▶ _READING PASSAGE_
Since they were poor, they had no voices.

“They don’t know any better,” I was told.

I trained to be a physician at New Orleans Charity Hospital from 1979 through 1985.

“Why didn’t she come in before her foot was gangrenous?” I asked. We had to do an emergency amputation of a woman’s foot.

“Multigenerational poverty.”

We shook our heads and clucked our tongues behind blue paper masks as her foot thumped into the stainless steel bucket. We all knew she wouldn’t take care of her diabetes. She’d be back for us to take off the leg. We knew there was nothing we could do about it. She wouldn’t come back till she was desperate again.

But there was no care for her except emergency care, no options for her to get across town to crowded student-staffed medical clinics.

“Emergency” care meant waiting in a packed concrete room for hours and days to be triaged into care by students.

I didn’t feel too bad about being a doctor for these people, even though I was only a student.

“If it were not me, they’d have no doctor at all,” I thought.

As a student in a rural satellite hospital, I delivered pre-term and stillborn babies from women who had no prenatal care. On the wards at the “Big Charity”, I stayed up at night hanging IV bags so they wouldn’t run dry. I came in early to be sure my patient in heart failure got her diuretic tablet. I hoarded syringes so I would have them to draw blood from my patients.

And the nurses cared. There simply weren’t enough of them to do the work.

Crowded outpatient medical clinics were venues for students to write prescriptions. Treatment was pills. There was nothing else to offer.

We all cared.

I cared a lot.

But there was nothing else I could do but show up each day and shovel the ocean with my prescription-pad teaspoon. There was barely time to use the bathroom.

When I moved to Oregon in 1985, I felt like I had moved to heaven. People had access to medical care. The state still funded medical education. There was a two-tiered system between the private and the publicly funded, but there was care.

“Managed care” corporations moved into Oregon during the early nineties with promises of cost efficiencies. Drugs were promoted as the accessible alternative to other treatments.

▶ _DATA FOR ANALYSIS_
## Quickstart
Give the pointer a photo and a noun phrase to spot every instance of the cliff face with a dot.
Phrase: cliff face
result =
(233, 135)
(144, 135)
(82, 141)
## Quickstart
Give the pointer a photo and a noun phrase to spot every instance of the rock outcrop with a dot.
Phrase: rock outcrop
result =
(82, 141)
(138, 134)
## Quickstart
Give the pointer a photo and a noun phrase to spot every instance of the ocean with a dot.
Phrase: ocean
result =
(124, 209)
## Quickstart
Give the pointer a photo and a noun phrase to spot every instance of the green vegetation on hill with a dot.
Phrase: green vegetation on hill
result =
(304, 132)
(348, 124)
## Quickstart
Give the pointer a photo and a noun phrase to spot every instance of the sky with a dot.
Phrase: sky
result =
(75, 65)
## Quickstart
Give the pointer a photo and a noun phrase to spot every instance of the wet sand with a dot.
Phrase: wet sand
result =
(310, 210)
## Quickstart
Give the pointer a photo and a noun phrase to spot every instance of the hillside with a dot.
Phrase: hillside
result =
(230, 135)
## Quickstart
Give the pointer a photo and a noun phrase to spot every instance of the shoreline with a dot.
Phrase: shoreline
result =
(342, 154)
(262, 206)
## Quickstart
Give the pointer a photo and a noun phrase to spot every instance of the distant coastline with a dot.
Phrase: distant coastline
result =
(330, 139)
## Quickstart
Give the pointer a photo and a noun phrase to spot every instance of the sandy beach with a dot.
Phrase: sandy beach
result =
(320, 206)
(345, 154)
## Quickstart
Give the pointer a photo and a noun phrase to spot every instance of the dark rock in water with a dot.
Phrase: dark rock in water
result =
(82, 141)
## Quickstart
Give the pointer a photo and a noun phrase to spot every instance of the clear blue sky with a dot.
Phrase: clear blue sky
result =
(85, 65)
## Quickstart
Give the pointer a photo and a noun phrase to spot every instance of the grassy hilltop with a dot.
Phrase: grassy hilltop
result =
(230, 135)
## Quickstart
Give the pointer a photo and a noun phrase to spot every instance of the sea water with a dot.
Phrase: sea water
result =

▶ _TASK ITEM 1_
Answer these questions on the account of medical training at Charity Hospital:
(a) During which years did the narrator train as a physician at New Orleans Charity Hospital?
(b) What did the narrator hoard in order to draw blood from patients?
(c) When did "managed care" corporations move into Oregon?
▶ _TASK ITEM 2_
Extract from the account of medical training at Charity Hospital the passage starting at "Since they were" and ending at "1979 through 1985.".
The material has no connection to the account of medical training at Charity Hospital.

▶ _EXERCISE RESPONSE 1_
(a) From 1979 through 1985.
(b) Syringes.
(c) During the early nineties.

▶ _EXERCISE RESPONSE 2_
Since they were poor, they had no voices.

“They don’t know any better,” I was told.

I trained to be a physician at New Orleans Charity Hospital from 1979 through 1985.